» **Tareas pendientes**
1. Indica si cada afirmación concuerda con el texto sobre el Bautismo y respalda cada respuesta con las palabras decisivas citadas literalmente: (a) el Bautismo hace del neófito un hijo adoptivo de Dios; (b) el bautizado sigue perteneciéndose a sí mismo; (c) las virtudes morales hacen al bautizado capaz de creer en Dios.
2. Por favor, reescribe el tramo del texto sobre el Bautismo que va desde "1265 El Bautismo" hasta "1 Co 6,19).", sustituyendo "neófito" por "bautizado".

» **Texto mostrado**

══════════════════════════════

1265 El Bautismo no solamente purifica de todos los pecados, hace también del neófito «una nueva creatura» (2 Co 5,17), un hijo adoptivo de Dios (cf Ga 4,5-7) que ha sido hecho «partícipe de la naturaleza divina» (2 P 1,4), miembro de Cristo (cf 1 Co 6,15; 12,27), coheredero con Él (Rm 8,17) y templo del Espíritu Santo (cf 1 Co 6,19).

1266 La Santísima Trinidad da al bautizado la gracia santificante, la gracia de la justificación que :

— le hace capaz de creer en Dios, de esperar en Él y de amarlo mediante las virtudes teologales;

— le concede poder vivir y obrar bajo la moción del Espíritu Santo mediante los dones del Espíritu Santo;

— le permite crecer en el bien mediante las virtudes morales.

Así todo el organismo de la vida sobrenatural del cristiano tiene su raíz en el santo Bautismo.

Incorporados a la Iglesia, Cuerpo de Cristo

1267 El Bautismo hace de nosotros miembros del Cuerpo de Cristo. «Por tanto […] somos miembros los unos de los otros» (Ef 4,25). El Bautismo incorpora a la Iglesia. De las fuentes bautismales nace el único pueblo de Dios de la Nueva Alianza que trasciende todos los límites naturales o humanos de las naciones, las culturas, las razas y los sexos: «Porque en un solo Espíritu hemos sido todos bautizados, para no formar más que un cuerpo» (1 Co 12,13).

1268 Los bautizados vienen a ser «piedras vivas» para «edificación de un edificio espiritual, para un sacerdocio santo» (1 P 2,5). Por el Bautismo participan del sacerdocio de Cristo, de su misión profética y real, son «linaje elegido, sacerdocio real, nación santa, pueblo adquirido, para anunciar las alabanzas de aquel que os ha llamado de las tinieblas a su admirable luz» (1 P 2,9). El Bautismo hace participar en el sacerdocio común de los fieles.

1269 Hecho miembro de la Iglesia, el bautizado ya no se pertenece a sí mismo (1 Co 6,19), sino al que murió y resucitó por nosotros (cf 2 Co 5,15). Por tanto, está llamado a someterse a los demás (Ef 5,21; 1 Co 16,15-16), a servirles (cf Jn 13,12-15) en la comunión de la Iglesia, y a ser «obediente y dócil» a los pastores de la Iglesia (Hb 13,17) y a considerarlos con respeto y afecto (cf 1 Ts 5,12-13). Del mismo modo que el Bautismo es la fuente de responsabilidades y deberes, el bautizado goza también de derechos en el seno de la Iglesia: recibir los sacramentos, ser alimentado con la palabra de Dios y ser sostenido por los otros auxilios espirituales de la Iglesia (cf LG 37; CIC can. 208-223; CCEO, can. 675,2).

══════════════════════════════

» **Material registrado**
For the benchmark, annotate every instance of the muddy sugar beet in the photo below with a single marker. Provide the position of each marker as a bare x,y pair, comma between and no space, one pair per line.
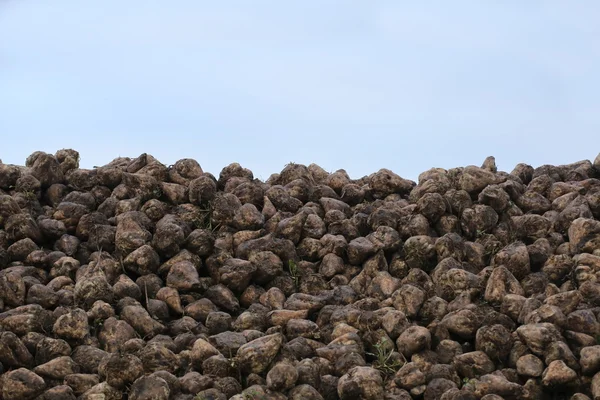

══════════════════════════════

» **Soluciones**
1.
(a) Sí: «hace también del neófito «una nueva creatura» (2 Co 5,17), un hijo adoptivo de Dios».
(b) No: «el bautizado ya no se pertenece a sí mismo».
(c) No: «le hace capaz de creer en Dios, de esperar en Él y de amarlo mediante las virtudes teologales».

2.
1265 El Bautismo no solamente purifica de todos los pecados, hace también del bautizado «una nueva creatura» (2 Co 5,17), un hijo adoptivo de Dios (cf Ga 4,5-7) que ha sido hecho «partícipe de la naturaleza divina» (2 P 1,4), miembro de Cristo (cf 1 Co 6,15; 12,27), coheredero con Él (Rm 8,17) y templo del Espíritu Santo (cf 1 Co 6,19).